YOUR GOAL - Could you render every item below as a two-column CSV with the headers "prompt" and "coordinates", one row per item? Put each item's text and its answer in a single quoted field with line breaks turned into spaces, and leave the pictures out.

AVAILABLE RECORDS -
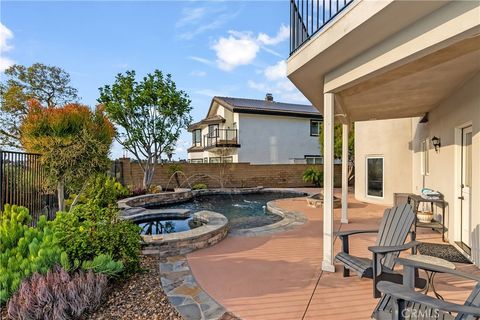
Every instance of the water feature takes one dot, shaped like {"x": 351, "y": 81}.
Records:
{"x": 242, "y": 210}
{"x": 165, "y": 225}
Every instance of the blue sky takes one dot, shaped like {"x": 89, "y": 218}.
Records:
{"x": 233, "y": 48}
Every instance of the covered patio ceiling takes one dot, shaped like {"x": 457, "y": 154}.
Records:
{"x": 414, "y": 88}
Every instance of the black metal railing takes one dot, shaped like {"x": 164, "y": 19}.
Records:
{"x": 221, "y": 138}
{"x": 309, "y": 16}
{"x": 22, "y": 182}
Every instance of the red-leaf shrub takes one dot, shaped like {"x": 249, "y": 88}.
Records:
{"x": 58, "y": 295}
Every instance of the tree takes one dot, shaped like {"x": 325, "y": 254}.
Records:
{"x": 337, "y": 146}
{"x": 49, "y": 85}
{"x": 151, "y": 113}
{"x": 74, "y": 143}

EXPECTED OUTPUT -
prompt,coordinates
"Every instance of the water feature takes one dot, shaped like {""x"": 351, ""y"": 81}. Records:","{""x"": 242, ""y"": 210} {""x"": 165, ""y"": 225}"
"Every instance of the blue sky takes one dot, shaped like {""x"": 89, ""y"": 218}. Records:","{""x"": 233, ""y"": 48}"
"Every instance of the covered patio ceiling takes one dot, shaped like {""x"": 457, ""y"": 154}. Records:","{""x"": 414, ""y"": 88}"
"Every instance of the black metal railing takes one dot, shaped like {""x"": 164, ""y"": 19}. Records:","{""x"": 221, ""y"": 138} {""x"": 309, ""y"": 16} {""x"": 22, ""y"": 182}"
"Every instance of the red-leaf shrub takes one dot, shaped like {""x"": 249, ""y"": 88}. Records:","{""x"": 58, ""y"": 295}"
"Every instance of the tree takes one dot, shaped like {""x"": 325, ""y"": 254}. Records:","{""x"": 337, ""y"": 146} {""x"": 49, ""y"": 85} {""x"": 151, ""y"": 113} {""x"": 74, ""y"": 143}"